* [MATERIAL PROVIDED]:
>>>>

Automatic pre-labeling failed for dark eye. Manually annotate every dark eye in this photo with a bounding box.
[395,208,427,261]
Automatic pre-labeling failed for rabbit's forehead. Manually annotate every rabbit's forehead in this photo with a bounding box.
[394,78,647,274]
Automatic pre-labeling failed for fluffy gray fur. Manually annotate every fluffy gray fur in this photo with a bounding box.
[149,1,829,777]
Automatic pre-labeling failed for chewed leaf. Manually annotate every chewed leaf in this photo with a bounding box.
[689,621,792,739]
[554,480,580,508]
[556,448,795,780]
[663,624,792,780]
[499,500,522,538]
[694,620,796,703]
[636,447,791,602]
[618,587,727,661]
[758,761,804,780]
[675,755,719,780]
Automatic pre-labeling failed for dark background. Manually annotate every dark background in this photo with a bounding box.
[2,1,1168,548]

<<<<
>>>>

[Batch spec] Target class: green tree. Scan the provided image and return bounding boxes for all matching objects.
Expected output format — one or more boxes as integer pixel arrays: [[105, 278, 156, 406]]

<<<<
>>>>

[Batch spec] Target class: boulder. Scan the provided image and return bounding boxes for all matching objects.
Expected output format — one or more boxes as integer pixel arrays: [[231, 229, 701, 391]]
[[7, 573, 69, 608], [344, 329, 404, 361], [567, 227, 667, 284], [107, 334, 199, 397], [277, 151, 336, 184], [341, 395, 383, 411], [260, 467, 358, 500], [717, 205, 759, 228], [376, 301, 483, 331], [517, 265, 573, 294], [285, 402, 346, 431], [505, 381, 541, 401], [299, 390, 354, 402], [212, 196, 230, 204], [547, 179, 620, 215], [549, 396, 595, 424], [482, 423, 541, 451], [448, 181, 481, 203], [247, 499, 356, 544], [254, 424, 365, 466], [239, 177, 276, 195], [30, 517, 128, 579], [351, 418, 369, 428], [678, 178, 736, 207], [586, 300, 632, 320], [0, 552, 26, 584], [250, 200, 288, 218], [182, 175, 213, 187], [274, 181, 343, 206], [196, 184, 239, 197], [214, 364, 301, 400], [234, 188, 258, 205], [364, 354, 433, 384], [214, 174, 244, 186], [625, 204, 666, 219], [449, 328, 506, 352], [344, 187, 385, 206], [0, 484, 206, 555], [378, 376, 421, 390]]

<<<<

In how many lines of the data does the word "objects" appear? Respond with the number and nothing more.

2